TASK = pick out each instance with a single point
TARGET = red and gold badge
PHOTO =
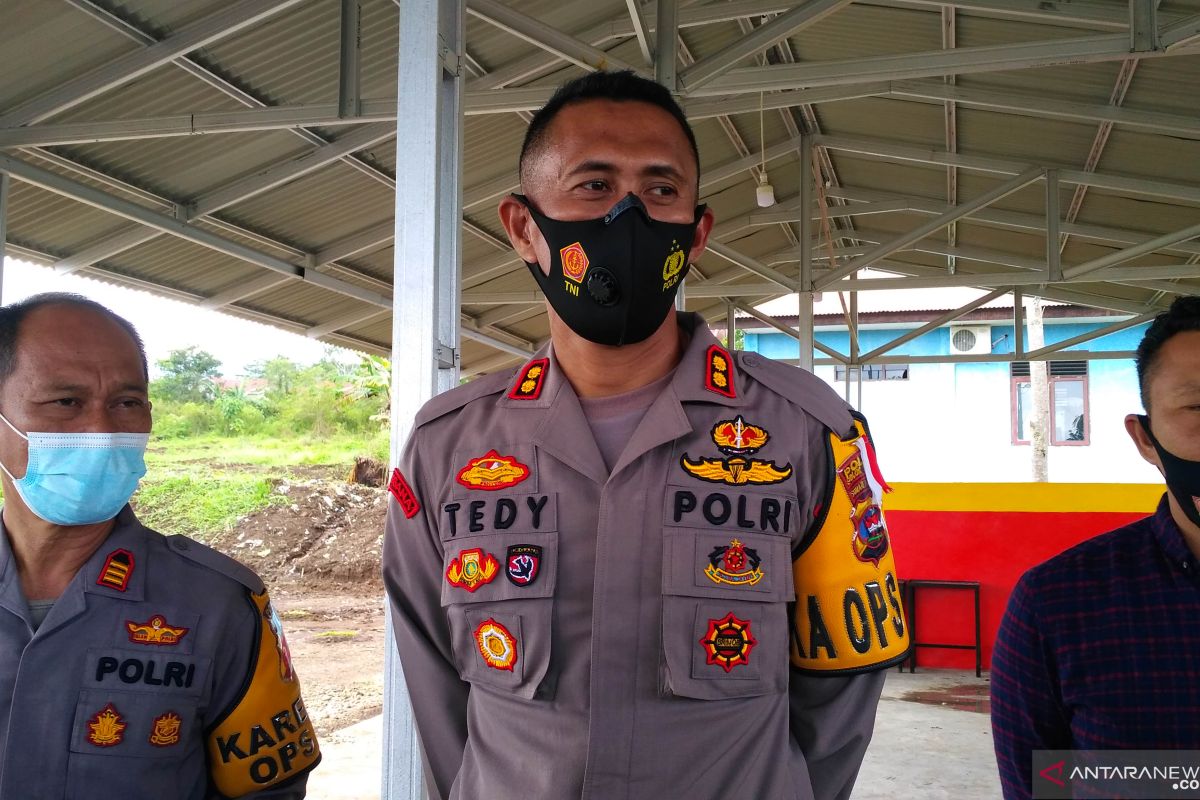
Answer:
(403, 494)
(155, 631)
(496, 645)
(575, 262)
(117, 571)
(735, 564)
(533, 376)
(727, 642)
(166, 729)
(473, 569)
(492, 471)
(106, 727)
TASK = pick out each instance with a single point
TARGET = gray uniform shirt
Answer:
(58, 740)
(552, 613)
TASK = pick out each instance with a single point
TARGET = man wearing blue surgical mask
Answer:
(1099, 647)
(147, 665)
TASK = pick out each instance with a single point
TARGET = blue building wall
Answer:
(966, 408)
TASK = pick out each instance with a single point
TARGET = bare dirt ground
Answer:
(318, 549)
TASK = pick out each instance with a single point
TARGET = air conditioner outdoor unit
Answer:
(970, 340)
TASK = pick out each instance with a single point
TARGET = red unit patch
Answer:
(727, 642)
(106, 728)
(719, 372)
(117, 571)
(166, 729)
(403, 494)
(528, 385)
(497, 647)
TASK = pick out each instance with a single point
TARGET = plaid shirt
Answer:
(1099, 649)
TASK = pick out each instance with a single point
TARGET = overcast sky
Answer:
(171, 325)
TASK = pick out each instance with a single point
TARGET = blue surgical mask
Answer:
(79, 479)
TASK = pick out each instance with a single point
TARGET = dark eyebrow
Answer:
(591, 167)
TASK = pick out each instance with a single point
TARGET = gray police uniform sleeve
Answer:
(832, 721)
(412, 570)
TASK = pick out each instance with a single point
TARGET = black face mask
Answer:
(1182, 476)
(613, 280)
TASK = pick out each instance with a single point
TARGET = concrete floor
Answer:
(933, 740)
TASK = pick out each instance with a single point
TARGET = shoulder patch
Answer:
(803, 389)
(217, 561)
(459, 396)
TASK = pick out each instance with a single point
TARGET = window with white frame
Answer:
(1068, 403)
(873, 372)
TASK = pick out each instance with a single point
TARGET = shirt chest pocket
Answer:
(725, 601)
(136, 744)
(498, 594)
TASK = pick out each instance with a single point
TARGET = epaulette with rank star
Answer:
(529, 380)
(719, 372)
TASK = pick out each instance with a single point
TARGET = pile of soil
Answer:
(317, 531)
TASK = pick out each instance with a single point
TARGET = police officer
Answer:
(641, 566)
(132, 665)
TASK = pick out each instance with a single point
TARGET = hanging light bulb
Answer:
(765, 193)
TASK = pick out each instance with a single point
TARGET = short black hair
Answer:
(1183, 316)
(621, 86)
(12, 316)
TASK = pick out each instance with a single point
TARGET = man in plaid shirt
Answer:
(1099, 648)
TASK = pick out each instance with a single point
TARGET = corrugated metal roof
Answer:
(292, 58)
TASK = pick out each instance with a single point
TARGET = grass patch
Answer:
(265, 451)
(201, 503)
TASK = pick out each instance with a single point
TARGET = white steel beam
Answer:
(240, 95)
(762, 37)
(425, 311)
(119, 242)
(4, 226)
(244, 289)
(541, 35)
(666, 50)
(1132, 252)
(933, 325)
(345, 320)
(1049, 107)
(166, 223)
(349, 67)
(1013, 220)
(936, 223)
(983, 163)
(364, 241)
(127, 67)
(276, 118)
(640, 30)
(964, 60)
(287, 170)
(1101, 332)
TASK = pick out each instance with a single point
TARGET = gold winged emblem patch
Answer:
(737, 439)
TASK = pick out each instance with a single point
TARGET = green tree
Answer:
(189, 376)
(280, 373)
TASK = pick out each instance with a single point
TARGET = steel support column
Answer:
(425, 301)
(4, 226)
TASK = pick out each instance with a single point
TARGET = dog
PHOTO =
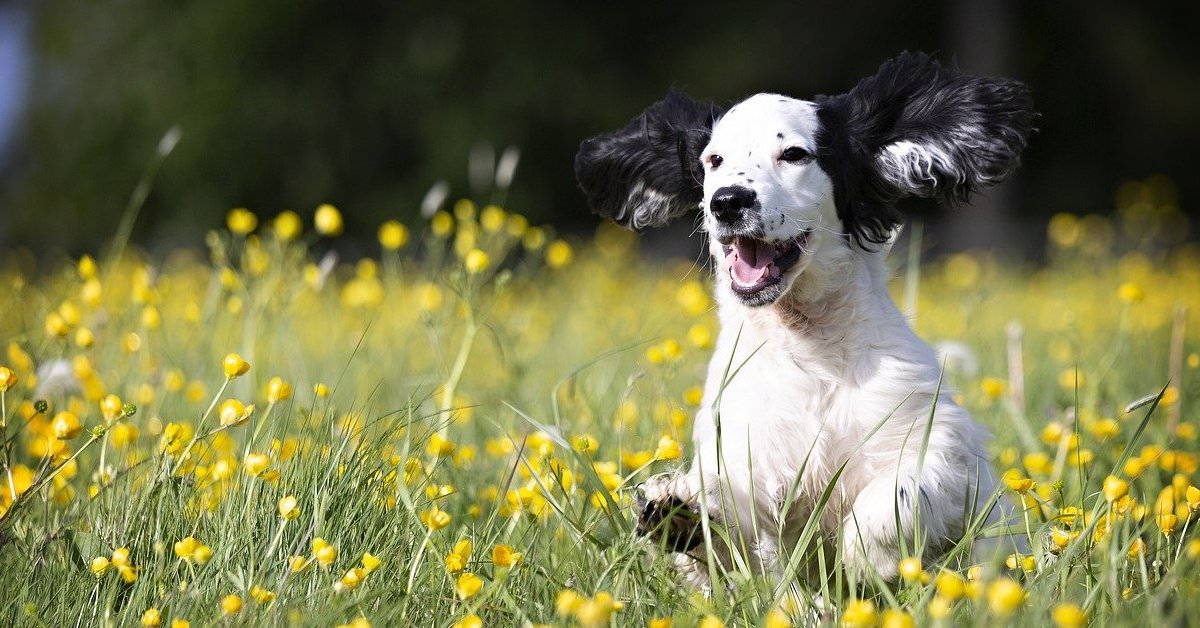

☆ ☆ ☆ ☆ ☆ ☆ ☆

**STATED GOAL**
Please list every line of the records that contains the string "plaid", keeping in mind that case counts.

**REPLY**
TARGET = plaid shirt
TARGET = man in plaid shirt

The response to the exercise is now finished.